The Scientific Method: Cultivating Thoroughly Conscious Ignorance
October 28, 2013
Stuart Firestein brilliantly captures the positive influence of ignorance as an often unacknowledged guiding principle in the fits and starts that typically characterize the progression of real science. His book, Ignorance: How It Drives Science, grew out of a course on Ignorance he teaches at Columbia University, where he chairs the department of Biological Sciences and runs a neuroscience research lab. The book is replete with clever anecdotes interleaved with thoughtful analyses - by Firestein and other insightful thinkers and doers - regarding the central importance of ignorance in our quests to acquire knowledge about the world.
Each chapter leads off with a short quote, and the one that starts Chapter 1 sets the stage for the entire book:
"It is very difficult to find a black cat in a dark room," warns an old proverb. "Especially when there is no cat."

▶ What to work on:
Reproduce verbatim the part of the passage on ignorance in science starting with "The Scientific Method: Cultivating" and going on through "about the world.".

▶ Study material:
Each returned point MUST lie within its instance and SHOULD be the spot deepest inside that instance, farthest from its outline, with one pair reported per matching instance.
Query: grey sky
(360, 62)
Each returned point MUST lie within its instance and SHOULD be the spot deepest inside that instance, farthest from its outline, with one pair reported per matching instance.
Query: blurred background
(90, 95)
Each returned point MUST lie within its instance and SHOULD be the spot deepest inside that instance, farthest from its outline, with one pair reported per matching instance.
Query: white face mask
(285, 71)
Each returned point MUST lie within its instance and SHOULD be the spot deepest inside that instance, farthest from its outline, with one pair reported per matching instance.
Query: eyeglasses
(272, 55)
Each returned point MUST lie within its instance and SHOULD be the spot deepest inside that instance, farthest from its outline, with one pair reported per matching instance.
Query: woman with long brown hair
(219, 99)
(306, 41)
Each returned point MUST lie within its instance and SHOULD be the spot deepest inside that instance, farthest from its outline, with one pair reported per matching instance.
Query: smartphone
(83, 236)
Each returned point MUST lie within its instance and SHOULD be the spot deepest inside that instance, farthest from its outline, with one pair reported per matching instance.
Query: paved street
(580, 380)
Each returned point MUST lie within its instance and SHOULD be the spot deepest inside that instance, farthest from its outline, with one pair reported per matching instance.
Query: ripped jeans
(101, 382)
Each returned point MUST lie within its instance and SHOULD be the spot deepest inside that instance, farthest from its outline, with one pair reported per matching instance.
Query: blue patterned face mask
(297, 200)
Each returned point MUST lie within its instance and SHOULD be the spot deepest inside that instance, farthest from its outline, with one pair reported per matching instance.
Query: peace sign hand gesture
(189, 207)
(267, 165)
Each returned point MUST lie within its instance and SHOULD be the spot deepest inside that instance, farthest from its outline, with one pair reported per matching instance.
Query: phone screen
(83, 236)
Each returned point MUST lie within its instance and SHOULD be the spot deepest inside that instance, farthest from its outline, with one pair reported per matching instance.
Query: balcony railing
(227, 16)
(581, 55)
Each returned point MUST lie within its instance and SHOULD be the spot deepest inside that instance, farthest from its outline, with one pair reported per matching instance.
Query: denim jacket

▶ Reply to the exercise:
The Scientific Method: Cultivating Thoroughly Conscious Ignorance
October 28, 2013
Stuart Firestein brilliantly captures the positive influence of ignorance as an often unacknowledged guiding principle in the fits and starts that typically characterize the progression of real science. His book, Ignorance: How It Drives Science, grew out of a course on Ignorance he teaches at Columbia University, where he chairs the department of Biological Sciences and runs a neuroscience research lab. The book is replete with clever anecdotes interleaved with thoughtful analyses - by Firestein and other insightful thinkers and doers - regarding the central importance of ignorance in our quests to acquire knowledge about the world.